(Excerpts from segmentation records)

######

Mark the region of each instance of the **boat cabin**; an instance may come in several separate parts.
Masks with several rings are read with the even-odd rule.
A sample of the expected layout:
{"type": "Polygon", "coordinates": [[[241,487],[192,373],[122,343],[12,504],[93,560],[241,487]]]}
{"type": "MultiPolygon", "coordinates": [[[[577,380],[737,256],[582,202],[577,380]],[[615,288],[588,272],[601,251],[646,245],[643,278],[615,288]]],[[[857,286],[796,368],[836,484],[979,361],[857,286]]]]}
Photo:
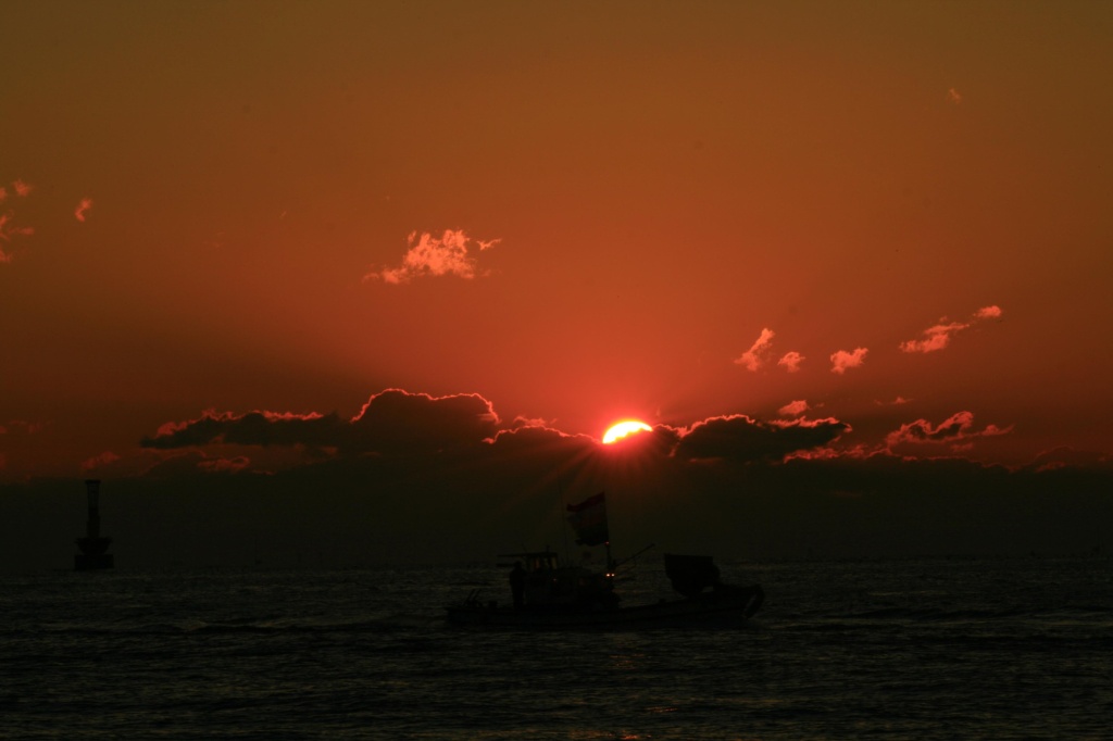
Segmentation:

######

[TASK INSTRUCTIONS] Can you reproduce the material with every "boat cabin" changed to "ship deck" and nothing else altered, leaving out the pictures?

[RESULT OF THIS EXERCISE]
Mark the region of each instance of the **ship deck**; an instance may come in several separate parts.
Masks with several rings are read with the even-odd rule.
A sample of the expected layout:
{"type": "Polygon", "coordinates": [[[241,487],[192,373],[122,343],[12,504],[93,560],[241,487]]]}
{"type": "MultiPolygon", "coordinates": [[[[577,380],[737,256],[582,202],[577,380]],[[615,288],[588,272],[601,251],[646,245],[643,278],[615,288]]],[[[857,286],[796,368],[836,484],[979,361],[857,286]]]]}
Photo:
Segmentation:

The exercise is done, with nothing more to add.